[Start Provided entries]
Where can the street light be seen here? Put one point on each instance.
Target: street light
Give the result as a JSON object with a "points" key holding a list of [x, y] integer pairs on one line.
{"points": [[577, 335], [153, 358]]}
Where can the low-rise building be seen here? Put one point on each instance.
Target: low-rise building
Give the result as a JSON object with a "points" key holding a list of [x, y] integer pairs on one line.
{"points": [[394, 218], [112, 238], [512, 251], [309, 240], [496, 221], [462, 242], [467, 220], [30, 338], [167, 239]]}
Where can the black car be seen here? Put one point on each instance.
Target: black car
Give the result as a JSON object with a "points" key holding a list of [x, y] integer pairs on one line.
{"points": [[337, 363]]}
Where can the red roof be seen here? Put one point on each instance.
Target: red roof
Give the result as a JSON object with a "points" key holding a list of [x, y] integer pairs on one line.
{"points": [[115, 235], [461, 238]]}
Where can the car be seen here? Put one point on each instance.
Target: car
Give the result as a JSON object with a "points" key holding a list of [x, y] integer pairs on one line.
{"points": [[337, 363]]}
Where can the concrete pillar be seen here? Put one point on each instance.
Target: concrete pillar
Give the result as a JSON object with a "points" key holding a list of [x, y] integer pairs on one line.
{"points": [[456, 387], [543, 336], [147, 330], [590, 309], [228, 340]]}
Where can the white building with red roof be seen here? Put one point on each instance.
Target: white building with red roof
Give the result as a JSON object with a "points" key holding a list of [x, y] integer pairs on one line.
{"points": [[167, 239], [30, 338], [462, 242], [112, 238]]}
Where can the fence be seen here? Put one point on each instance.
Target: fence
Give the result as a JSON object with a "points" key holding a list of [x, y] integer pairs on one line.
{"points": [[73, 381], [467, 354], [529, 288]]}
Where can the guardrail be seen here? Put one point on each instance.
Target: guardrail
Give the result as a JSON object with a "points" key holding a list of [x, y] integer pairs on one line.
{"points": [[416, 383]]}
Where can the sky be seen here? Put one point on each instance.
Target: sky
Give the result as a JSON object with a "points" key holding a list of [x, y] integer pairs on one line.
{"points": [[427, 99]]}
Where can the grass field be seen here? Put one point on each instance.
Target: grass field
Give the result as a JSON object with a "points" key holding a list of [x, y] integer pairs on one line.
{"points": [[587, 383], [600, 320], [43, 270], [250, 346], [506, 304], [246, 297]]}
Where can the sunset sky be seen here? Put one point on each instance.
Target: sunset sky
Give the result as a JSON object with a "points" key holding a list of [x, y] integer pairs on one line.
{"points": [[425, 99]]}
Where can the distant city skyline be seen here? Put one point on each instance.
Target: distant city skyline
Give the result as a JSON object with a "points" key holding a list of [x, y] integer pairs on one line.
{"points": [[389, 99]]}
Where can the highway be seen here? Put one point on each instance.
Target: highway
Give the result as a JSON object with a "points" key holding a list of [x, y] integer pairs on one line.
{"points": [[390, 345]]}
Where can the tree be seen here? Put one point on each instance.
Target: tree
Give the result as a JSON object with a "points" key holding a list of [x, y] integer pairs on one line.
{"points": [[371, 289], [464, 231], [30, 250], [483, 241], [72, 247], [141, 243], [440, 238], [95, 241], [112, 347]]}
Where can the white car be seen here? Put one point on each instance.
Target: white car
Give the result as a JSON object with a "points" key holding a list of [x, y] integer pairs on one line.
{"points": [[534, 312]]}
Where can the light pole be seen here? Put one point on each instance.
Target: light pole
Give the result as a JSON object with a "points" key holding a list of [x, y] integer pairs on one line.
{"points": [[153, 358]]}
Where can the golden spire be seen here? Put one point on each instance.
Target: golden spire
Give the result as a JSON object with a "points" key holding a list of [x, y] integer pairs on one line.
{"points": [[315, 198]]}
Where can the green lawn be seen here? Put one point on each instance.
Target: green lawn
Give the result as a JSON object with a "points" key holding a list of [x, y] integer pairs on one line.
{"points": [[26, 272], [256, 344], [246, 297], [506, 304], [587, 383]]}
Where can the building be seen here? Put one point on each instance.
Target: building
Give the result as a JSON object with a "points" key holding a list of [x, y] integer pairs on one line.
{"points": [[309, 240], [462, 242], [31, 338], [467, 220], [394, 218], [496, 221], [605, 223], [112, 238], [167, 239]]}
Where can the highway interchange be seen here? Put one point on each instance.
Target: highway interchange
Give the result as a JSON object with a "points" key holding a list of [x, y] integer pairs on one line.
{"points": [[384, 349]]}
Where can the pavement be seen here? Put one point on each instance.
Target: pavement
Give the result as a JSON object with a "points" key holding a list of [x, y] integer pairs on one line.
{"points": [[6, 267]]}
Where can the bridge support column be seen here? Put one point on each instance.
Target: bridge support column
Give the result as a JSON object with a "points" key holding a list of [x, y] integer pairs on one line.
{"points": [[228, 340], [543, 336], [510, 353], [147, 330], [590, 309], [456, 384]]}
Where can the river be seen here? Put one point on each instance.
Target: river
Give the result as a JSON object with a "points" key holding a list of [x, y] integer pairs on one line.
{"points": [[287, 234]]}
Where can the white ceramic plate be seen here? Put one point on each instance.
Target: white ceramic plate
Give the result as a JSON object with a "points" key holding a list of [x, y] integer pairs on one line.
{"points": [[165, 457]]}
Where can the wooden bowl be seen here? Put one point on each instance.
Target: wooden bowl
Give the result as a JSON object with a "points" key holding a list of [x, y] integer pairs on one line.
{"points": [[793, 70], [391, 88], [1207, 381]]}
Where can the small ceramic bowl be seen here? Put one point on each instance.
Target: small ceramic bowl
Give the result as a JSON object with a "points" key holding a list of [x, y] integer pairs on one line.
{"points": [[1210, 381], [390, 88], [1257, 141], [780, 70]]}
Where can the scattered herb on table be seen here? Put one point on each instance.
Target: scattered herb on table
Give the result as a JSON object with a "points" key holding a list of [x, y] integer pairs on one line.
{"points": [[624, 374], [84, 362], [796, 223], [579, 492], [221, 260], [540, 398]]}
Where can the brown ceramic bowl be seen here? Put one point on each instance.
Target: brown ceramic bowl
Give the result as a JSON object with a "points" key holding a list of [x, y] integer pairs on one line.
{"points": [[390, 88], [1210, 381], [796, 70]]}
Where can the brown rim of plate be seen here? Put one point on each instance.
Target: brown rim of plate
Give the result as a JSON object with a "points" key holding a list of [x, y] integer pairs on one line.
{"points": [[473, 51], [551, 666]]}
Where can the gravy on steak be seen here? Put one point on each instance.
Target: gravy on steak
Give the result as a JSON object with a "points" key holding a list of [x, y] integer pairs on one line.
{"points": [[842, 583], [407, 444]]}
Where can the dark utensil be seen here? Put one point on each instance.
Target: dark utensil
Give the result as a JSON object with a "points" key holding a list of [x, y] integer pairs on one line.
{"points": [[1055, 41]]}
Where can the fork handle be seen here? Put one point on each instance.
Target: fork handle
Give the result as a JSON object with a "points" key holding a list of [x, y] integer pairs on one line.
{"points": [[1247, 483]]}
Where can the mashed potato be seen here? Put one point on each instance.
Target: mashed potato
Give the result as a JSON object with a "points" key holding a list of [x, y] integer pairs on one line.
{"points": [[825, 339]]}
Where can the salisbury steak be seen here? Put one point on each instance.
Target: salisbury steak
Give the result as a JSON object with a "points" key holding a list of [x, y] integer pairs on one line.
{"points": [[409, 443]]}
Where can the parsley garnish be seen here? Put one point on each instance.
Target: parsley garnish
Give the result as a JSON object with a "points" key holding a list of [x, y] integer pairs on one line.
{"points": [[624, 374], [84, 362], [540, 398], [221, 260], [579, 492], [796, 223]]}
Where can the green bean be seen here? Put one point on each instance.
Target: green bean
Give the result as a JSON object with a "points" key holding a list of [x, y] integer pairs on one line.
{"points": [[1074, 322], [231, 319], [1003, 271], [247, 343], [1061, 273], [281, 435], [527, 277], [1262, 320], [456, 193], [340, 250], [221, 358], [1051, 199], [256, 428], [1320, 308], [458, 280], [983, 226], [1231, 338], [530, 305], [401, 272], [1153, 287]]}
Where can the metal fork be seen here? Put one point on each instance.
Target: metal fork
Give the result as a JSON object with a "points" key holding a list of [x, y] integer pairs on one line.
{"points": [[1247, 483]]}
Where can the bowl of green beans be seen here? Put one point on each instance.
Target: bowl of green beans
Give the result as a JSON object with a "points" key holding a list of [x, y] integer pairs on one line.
[End Provided entries]
Exercise
Write out only what runs from the line holding "Where can the parsley" through the last line of the records, exactly as shown.

Answer to this problem
Where can the parsley garnish be seen here? Put one point on each instance.
Target: parsley garnish
Give the result as a JSON object with a "points" key holding a list of [x, y] integer pairs on one line.
{"points": [[624, 374], [84, 362], [540, 398], [221, 260], [579, 492], [796, 223]]}
Where can the green bean be seen here? Put one point on each instance.
Target: green bean
Give the result as a JSON object with a "points" key holding a list of [x, y] integer pairs on one line.
{"points": [[1074, 322], [231, 319], [1003, 271], [247, 343], [1061, 273], [281, 435], [527, 277], [1262, 320], [456, 193], [340, 250], [221, 358], [1051, 199], [256, 428], [1320, 308], [458, 280], [983, 226], [1231, 338], [530, 305], [401, 272], [1153, 287]]}
Where can the metal fork be seen here? Put one point on each instance.
Target: metal fork
Give the result as a JSON object with a "points" key holding a list of [x, y] integer pairs on one line.
{"points": [[1247, 483]]}
Where can the bowl of green beans be seen here? Put one point on each instance.
Target: bowl of green beans
Give the result as a JSON object with a "points" key holding a list of [x, y] integer pairs on one line.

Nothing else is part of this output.